BEGIN EXTRACT TO READ

As I am creating this post, I have my old Bernese Mountain dog who is being "comfortable" with terminal cancer. Tommy, Tom Tom or "Tom de la bernoise "on his registered certificate would be 11 years old on December 21st 2022. He has been with me since 2015. Beforehand, he contributed to creating many little Tommies in the first years of his life.
As a breeder dog, he was not an indoor dog. He LOVED the snow which we have a lot in Northern New Brunswick Canada. He built a thick coat and was not comfortable inside. He would push his big fat face in the snow, roll in it and even would fall asleep snow covered when I'd go to get him. He stayed at the barn with the horses and loved his life.
Furthermore, he accompanied me when I cleaned the stalls, listened to the radio, went for walks. He loved EVERYONE. All the chickens, rabbits, horses, other dogs and especially his human family. He was ALWAYS happy to see us. He LOVED us all without any restrictions or conditions. This is why when we lose our beloved animals, we hurt so much.

END EXTRACT TO READ
BEGIN DATA LISTING

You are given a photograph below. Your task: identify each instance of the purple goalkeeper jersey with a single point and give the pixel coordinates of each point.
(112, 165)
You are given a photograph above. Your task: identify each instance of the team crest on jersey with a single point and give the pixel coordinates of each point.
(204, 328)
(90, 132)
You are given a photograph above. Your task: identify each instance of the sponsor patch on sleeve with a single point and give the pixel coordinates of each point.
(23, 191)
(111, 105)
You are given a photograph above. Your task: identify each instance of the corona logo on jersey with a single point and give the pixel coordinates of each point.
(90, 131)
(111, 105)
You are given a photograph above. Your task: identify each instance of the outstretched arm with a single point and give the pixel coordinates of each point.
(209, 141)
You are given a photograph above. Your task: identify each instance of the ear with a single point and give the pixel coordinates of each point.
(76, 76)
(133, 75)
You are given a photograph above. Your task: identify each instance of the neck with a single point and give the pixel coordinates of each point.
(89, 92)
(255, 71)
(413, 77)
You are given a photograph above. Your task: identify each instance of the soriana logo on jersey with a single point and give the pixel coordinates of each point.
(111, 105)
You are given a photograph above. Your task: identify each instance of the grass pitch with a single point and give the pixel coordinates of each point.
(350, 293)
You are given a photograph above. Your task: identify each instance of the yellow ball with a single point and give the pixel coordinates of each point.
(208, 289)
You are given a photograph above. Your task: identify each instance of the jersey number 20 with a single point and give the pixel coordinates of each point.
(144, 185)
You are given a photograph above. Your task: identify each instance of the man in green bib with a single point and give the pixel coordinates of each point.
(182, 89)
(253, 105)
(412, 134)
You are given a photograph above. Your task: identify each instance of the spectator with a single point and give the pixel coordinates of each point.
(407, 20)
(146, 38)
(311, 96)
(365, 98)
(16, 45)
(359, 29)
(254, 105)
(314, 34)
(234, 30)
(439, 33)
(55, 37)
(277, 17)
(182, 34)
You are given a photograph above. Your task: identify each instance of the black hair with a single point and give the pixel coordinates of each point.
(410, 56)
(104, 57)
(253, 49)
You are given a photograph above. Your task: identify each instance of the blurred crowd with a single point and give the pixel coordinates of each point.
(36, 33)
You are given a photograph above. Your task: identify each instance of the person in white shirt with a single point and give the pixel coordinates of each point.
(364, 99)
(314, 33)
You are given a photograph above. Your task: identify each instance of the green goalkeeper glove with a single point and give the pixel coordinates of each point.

END DATA LISTING

Edit the passage of the post about the Bernese Mountain dog that opens with the words "As I am creating" and closes with "of his life.", replacing "registered certificate" with "pedigree papers". The stored data has no connection to the text about the Bernese Mountain dog.

◆ THE COMPLETED TASK:
As I am creating this post, I have my old Bernese Mountain dog who is being "comfortable" with terminal cancer. Tommy, Tom Tom or "Tom de la bernoise "on his pedigree papers would be 11 years old on December 21st 2022. He has been with me since 2015. Beforehand, he contributed to creating many little Tommies in the first years of his life.